● AUSGEWÄHLTER AUSZUG
# # # # # # #

Inland

Künstler in der Armutsfalle

von Martin Jungmann · 21. September 2014

„Ernst ist das Leben, heiter die Kunst“ - so heißt es im Prolog zu Schillers Wallenstein. Auch die Kunstschaffenden in Deutschland sehen sich dem Ernst des Lebens ausgesetzt. Deutlich wurde dies auf einer Veranstaltung des Managerkreises der Friedrich-Ebert-Stiftung mit dem Titel „Was am Ende übrig bleibt – kreativ in die Altersarmut“. 

Mit 132 Milliarden Euro setzt die Kreativbranche in Deutschland jährlich mehr um als die chemische Industrie, erklärte die Sprecherin des Managerkreises Berlin-Brandenburg, Anette Fugmann-Heesing, zu Beginn der Veranstaltung.  Zudem seien in der Kreativbranche mehr Menschen tätig als in der heimischen Automobilproduktion, fügt die ehemalige Senatorin und Landesministerin a.D. hinzu. Doch diesen eindrucksvollen Zahlen stehen oftmals niedrige und unregelmäßige Einkommen gegenüber.

Regeln aus dem 19. Jahrhundert 

Das hat Gründe, wie der Bundestagsabgeordnete Siegmund Ehrmann aus Moers, zu berichten weiß:  „Es treffen ein dynamischer Arbeitsmarkt des 21. Jahrhunderts mit den Regeln der Sozialversicherung aus dem 19. Jahrhundert zusammen.“ Ehrmann mahnte dringend eine Reform der in der Kanzlerschaft Helmut Schmidts auf den Weg gebrachten Künstlersozialversicherung an: „Viele neue und einige ältere Berufe werden einfach nicht erfasst, da besteht Handlungsbedarf.“ Anfang der Achtziger Jahre konnte niemand  erahnen, dass es einmal Berufe wie Webentwickler oder Computerspieldesigner geben könnte, angepasst wurden die Bestimmungen nur unzureichend. 

Datenlage unbefriedigend 

Es ist nur schwer zu glauben, dass es in Deutschland zu einem sozialpolitischen Themenfeld eine unzureichende statistische Datenlage gibt. Doch genau dies musste Dr. Hilmar Schneider, Direktor Arbeitsmarktpolitik am Institut zur Zukunft der Arbeit und Mitautor eine Studie zur sozialen Sicherung von Künstlern zugeben: „Das wenige, was wir wissen, ist nicht toll.“ Von den insgesamt 1,4 Millionen Menschen, die der Kreativbranche zugerechnet werden, sind lediglich 170.000 in der Künstlersozialkasse versichert. Ihre Durchschnittseinkünfte liegen bei 80 Prozent des Mittelwerts der gesamten Arbeitnehmerschaft, ihre Altersbezüge betragen nur die Hälfte. Das sind erschreckende Zahlen, die Handlungs- und Reformbedarf aufzeigen. Zufriedenheit herrscht lediglich darüber, dass die Künstler günstig krankenversichert sind.

# # # # # # #

● ÜBUNGSAUFGABEN
[1] Erkläre in ein bis drei Sätzen, warum laut dem Artikel über Künstler in der Armutsfalle viele neue Berufe von der Künstlersozialversicherung nicht erfasst werden.
[2] Ersetze im Artikel über Künstler in der Armutsfalle „Datenlage“ durch „Faktenlage“ und gib den Abschnitt von „Datenlage unbefriedigend“ bis „günstig krankenversichert sind.“ mit dieser Änderung wieder.
Stütze dich nur auf den Artikel und auf kein weiteres Wissen.

● ROHDATEN
# # # # # # #

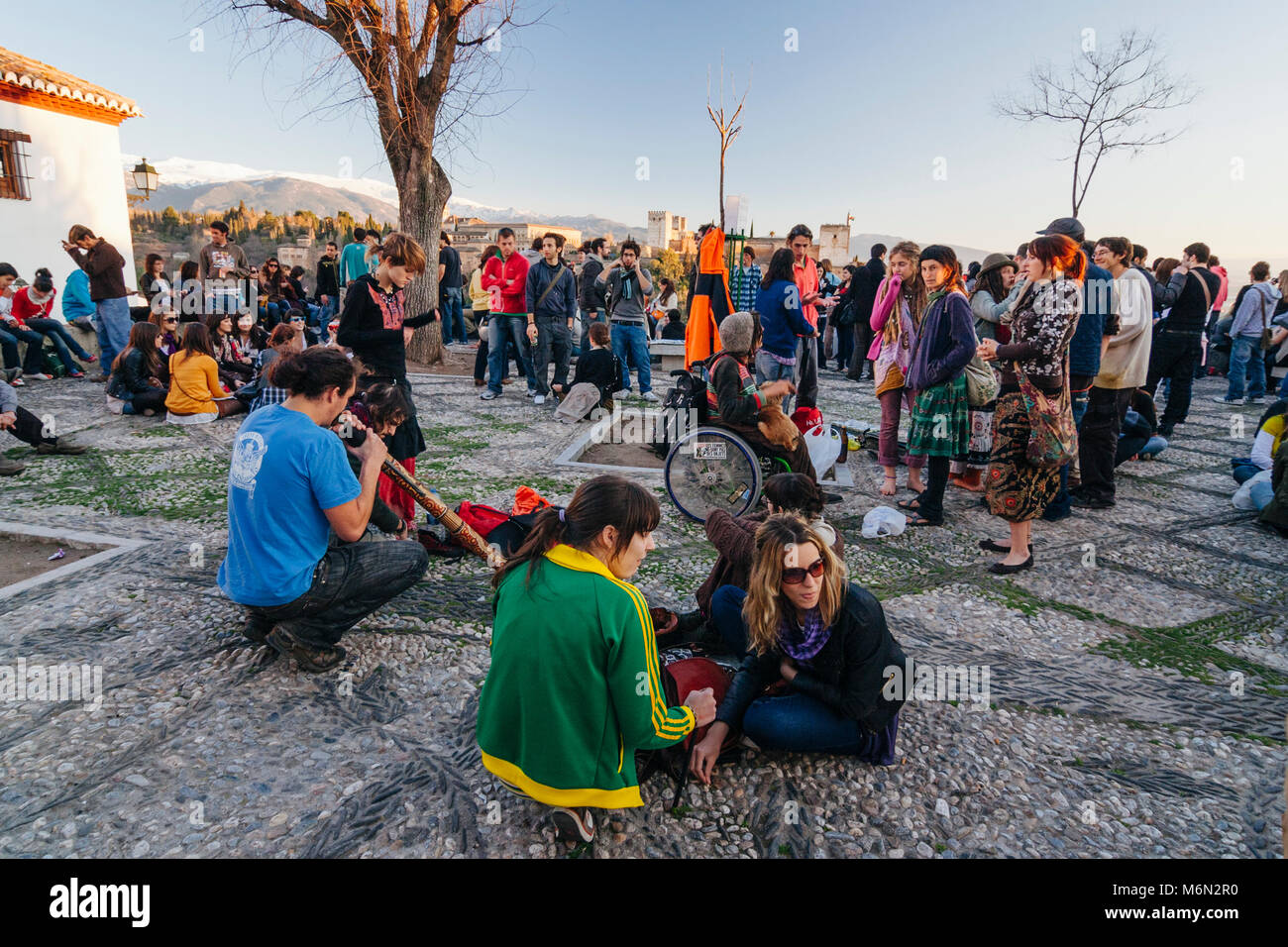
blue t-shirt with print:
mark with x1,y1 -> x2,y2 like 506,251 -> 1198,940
219,404 -> 362,605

# # # # # # #

● LÖSUNGEN
[1] Die Künstlersozialversicherung wurde Anfang der Achtzigerjahre unter Helmut Schmidt auf den Weg gebracht. Damals konnte niemand ahnen, dass es einmal Berufe wie Webentwickler oder Computerspieldesigner geben würde. Die Bestimmungen wurden seitdem nur unzureichend angepasst.

[2]
Faktenlage unbefriedigend 

Es ist nur schwer zu glauben, dass es in Deutschland zu einem sozialpolitischen Themenfeld eine unzureichende statistische Faktenlage gibt. Doch genau dies musste Dr. Hilmar Schneider, Direktor Arbeitsmarktpolitik am Institut zur Zukunft der Arbeit und Mitautor eine Studie zur sozialen Sicherung von Künstlern zugeben: „Das wenige, was wir wissen, ist nicht toll.“ Von den insgesamt 1,4 Millionen Menschen, die der Kreativbranche zugerechnet werden, sind lediglich 170.000 in der Künstlersozialkasse versichert. Ihre Durchschnittseinkünfte liegen bei 80 Prozent des Mittelwerts der gesamten Arbeitnehmerschaft, ihre Altersbezüge betragen nur die Hälfte. Das sind erschreckende Zahlen, die Handlungs- und Reformbedarf aufzeigen. Zufriedenheit herrscht lediglich darüber, dass die Künstler günstig krankenversichert sind.